SOURCE INFORMATION:
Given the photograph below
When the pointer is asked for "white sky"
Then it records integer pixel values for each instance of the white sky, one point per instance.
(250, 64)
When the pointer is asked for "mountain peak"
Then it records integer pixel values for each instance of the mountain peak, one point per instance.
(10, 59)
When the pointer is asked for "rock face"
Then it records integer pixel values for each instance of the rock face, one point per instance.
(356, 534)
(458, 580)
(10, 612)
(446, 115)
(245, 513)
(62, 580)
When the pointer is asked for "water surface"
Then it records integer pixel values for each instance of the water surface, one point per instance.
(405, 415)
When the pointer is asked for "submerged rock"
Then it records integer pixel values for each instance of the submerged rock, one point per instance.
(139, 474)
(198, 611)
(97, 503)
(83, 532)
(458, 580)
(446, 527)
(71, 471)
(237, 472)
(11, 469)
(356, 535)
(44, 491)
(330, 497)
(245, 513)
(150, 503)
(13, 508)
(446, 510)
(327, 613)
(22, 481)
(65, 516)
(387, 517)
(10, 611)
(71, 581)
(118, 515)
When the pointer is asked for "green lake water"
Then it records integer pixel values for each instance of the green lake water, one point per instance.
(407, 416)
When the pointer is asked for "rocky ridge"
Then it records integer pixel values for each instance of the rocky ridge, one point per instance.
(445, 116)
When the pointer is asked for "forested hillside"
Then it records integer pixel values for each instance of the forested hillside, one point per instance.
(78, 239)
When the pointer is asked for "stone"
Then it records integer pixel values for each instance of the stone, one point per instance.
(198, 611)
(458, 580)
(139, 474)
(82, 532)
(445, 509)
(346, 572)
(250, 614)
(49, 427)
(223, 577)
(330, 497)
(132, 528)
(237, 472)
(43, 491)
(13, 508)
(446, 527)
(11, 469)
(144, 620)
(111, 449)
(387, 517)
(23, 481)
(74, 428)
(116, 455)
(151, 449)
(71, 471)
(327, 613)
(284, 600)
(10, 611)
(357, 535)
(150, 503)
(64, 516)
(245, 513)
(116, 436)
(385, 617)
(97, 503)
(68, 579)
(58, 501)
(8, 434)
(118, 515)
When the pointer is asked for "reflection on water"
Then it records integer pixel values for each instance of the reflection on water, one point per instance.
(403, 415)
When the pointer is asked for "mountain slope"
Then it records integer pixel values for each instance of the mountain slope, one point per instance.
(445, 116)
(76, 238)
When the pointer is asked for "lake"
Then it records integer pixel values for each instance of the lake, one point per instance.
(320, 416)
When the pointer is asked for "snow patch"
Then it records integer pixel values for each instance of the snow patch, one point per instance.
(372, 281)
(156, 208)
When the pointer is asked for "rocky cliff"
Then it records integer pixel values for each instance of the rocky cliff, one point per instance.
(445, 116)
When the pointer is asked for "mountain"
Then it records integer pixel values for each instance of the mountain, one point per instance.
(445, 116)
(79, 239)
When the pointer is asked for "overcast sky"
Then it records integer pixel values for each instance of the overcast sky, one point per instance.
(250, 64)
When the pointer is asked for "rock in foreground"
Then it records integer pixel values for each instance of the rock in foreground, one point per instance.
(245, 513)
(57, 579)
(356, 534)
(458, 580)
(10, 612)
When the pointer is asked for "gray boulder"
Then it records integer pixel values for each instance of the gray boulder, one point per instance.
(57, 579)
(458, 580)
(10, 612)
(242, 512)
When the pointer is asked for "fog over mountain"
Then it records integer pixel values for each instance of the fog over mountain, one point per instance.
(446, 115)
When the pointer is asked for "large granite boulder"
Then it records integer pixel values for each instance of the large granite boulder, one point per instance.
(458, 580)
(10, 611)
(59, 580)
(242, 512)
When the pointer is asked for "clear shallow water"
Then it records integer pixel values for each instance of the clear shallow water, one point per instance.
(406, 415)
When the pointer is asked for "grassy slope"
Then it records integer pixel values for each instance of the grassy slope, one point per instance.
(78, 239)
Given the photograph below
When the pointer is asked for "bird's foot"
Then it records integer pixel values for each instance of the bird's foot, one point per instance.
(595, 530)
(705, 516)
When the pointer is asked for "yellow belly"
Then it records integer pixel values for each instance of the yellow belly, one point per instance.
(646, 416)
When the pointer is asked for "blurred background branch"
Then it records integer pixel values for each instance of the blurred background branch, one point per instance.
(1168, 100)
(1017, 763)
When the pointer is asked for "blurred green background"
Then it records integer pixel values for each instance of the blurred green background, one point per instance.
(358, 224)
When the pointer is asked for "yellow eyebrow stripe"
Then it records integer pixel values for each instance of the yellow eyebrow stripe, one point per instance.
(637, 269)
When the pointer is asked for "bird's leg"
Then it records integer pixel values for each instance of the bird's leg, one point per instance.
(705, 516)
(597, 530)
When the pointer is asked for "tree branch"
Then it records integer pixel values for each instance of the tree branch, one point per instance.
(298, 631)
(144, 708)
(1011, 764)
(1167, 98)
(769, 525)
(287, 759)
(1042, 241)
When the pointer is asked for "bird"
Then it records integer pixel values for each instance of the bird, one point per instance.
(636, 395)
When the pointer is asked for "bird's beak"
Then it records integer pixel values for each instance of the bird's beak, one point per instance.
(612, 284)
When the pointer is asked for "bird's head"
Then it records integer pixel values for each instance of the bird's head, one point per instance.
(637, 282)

==

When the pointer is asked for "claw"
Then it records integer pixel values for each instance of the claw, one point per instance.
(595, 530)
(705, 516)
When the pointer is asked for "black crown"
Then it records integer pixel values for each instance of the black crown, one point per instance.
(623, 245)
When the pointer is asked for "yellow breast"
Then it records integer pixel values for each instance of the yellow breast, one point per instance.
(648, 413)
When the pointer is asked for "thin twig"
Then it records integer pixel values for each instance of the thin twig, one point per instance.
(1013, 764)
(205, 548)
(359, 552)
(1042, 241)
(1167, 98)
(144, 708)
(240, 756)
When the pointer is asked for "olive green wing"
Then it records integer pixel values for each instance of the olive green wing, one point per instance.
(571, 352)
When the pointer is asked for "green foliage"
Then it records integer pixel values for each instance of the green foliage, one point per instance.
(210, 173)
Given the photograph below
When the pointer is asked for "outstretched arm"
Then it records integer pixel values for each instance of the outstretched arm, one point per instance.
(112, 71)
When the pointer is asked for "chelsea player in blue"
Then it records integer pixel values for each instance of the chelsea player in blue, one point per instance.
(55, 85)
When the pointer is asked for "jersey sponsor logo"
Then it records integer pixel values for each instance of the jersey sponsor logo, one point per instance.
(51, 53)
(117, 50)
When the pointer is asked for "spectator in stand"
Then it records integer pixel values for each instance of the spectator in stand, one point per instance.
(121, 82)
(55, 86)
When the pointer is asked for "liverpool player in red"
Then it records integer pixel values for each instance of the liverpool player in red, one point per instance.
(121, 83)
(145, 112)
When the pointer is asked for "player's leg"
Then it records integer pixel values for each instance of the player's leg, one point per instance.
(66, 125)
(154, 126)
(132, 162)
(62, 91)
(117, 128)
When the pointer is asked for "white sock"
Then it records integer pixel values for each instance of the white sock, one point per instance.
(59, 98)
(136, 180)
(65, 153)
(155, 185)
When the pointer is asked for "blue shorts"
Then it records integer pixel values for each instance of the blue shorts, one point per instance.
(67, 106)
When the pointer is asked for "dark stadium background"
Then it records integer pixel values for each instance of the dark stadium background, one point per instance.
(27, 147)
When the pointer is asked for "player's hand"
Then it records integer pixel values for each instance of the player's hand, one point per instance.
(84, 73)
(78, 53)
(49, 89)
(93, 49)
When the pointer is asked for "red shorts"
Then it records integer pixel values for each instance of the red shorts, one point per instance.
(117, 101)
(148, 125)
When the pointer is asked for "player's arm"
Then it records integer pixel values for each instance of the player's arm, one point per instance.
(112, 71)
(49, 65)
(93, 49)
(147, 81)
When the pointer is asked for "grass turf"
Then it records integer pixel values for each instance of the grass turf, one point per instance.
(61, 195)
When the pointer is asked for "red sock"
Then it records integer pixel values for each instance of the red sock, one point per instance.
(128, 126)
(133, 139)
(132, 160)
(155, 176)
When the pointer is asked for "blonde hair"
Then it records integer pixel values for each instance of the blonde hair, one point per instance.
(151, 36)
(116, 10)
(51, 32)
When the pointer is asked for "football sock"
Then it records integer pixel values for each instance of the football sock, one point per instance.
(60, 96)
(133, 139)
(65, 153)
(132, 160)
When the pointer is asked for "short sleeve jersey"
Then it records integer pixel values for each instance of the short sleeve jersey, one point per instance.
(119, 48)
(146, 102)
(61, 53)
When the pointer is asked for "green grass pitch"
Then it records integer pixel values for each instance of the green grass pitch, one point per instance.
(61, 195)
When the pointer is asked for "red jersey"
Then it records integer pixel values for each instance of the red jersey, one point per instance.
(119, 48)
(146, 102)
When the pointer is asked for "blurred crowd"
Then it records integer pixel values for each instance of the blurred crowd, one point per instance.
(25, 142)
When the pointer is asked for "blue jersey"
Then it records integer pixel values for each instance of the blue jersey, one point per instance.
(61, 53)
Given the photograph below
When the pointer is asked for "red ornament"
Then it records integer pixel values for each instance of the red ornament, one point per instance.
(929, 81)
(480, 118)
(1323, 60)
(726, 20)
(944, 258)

---

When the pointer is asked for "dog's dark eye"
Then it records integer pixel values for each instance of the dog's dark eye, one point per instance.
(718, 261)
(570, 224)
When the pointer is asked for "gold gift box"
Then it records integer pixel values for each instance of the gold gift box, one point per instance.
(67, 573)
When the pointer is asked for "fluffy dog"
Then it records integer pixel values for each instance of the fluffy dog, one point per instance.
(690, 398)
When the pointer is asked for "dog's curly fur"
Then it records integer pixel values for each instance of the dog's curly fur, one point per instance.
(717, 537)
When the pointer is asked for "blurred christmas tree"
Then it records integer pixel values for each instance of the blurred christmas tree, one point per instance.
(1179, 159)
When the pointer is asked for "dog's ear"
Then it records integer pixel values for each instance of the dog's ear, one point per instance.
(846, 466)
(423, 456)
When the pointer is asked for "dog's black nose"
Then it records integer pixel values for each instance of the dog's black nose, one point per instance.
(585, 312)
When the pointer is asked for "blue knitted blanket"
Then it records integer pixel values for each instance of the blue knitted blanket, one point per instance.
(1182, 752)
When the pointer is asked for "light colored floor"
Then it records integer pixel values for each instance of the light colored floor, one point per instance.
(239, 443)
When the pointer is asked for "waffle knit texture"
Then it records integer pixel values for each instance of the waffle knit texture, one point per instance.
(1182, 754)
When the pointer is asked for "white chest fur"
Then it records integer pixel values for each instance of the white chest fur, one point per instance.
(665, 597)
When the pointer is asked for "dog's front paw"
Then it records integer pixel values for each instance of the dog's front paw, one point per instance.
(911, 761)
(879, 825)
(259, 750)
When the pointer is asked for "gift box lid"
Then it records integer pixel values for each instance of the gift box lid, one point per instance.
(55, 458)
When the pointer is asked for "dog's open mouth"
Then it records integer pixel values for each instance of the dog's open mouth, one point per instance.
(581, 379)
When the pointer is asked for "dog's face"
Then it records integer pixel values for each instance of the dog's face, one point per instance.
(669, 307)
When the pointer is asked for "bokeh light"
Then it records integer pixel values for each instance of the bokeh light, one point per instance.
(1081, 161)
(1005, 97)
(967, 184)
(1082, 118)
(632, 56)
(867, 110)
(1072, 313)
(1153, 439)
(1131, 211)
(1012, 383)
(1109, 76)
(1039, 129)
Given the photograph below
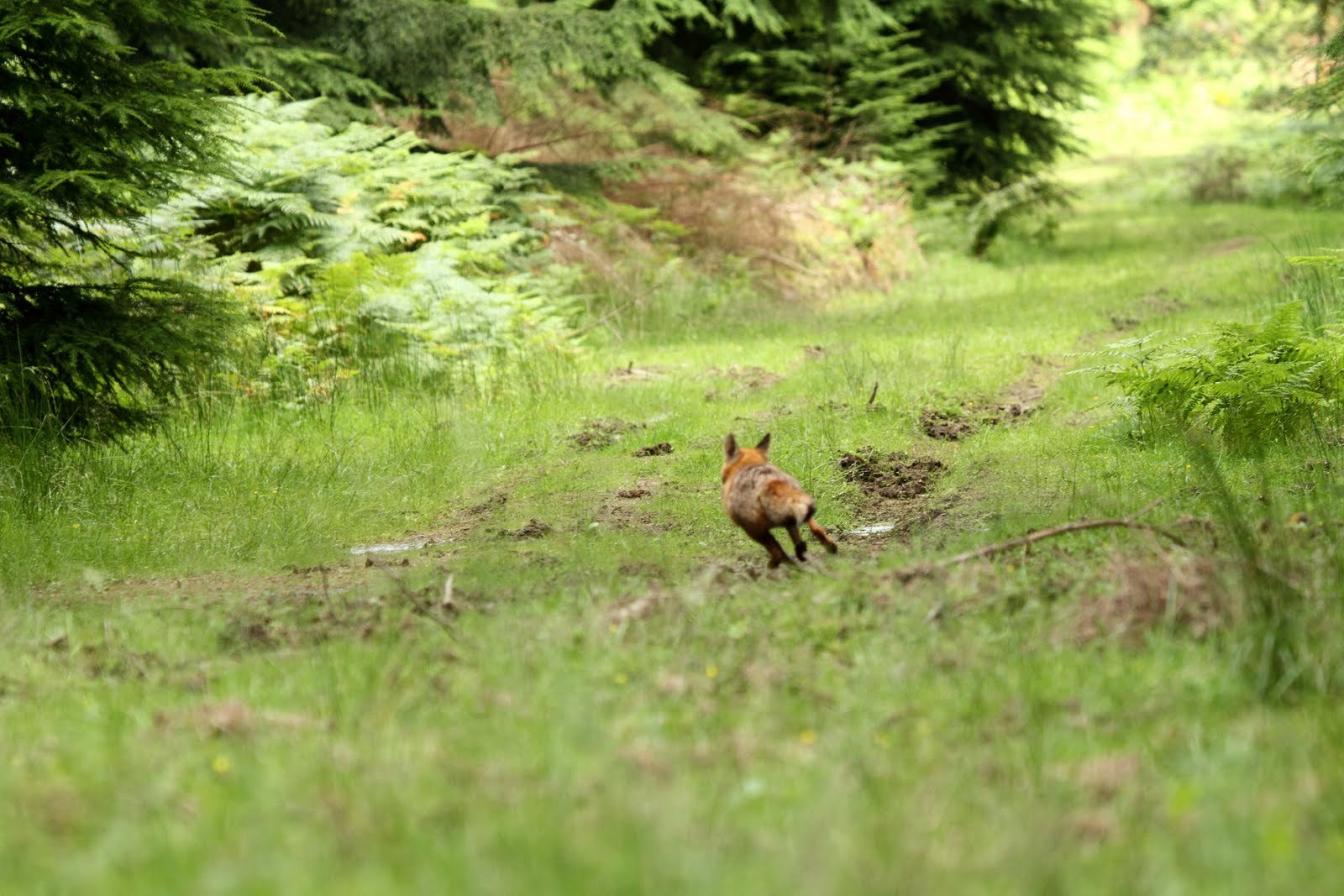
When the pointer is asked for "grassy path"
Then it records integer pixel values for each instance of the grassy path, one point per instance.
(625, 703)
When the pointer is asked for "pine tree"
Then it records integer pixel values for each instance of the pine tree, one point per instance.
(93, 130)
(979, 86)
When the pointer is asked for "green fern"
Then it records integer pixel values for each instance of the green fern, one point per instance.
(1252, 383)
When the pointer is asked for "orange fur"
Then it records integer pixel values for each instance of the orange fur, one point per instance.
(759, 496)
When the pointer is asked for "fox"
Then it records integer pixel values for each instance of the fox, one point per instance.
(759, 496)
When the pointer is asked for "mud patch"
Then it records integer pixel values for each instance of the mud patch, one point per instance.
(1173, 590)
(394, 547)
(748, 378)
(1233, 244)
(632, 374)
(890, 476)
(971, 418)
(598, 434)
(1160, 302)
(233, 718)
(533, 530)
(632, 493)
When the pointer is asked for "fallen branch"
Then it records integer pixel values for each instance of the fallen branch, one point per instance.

ACTIVITY: Search the data above for "fallen" and copy every line where it turns up.

RESPONSE AREA:
When the pointer is asked for "fallen branch"
Then it records integer pixel values for each instance of the fallen branch, one point per instance.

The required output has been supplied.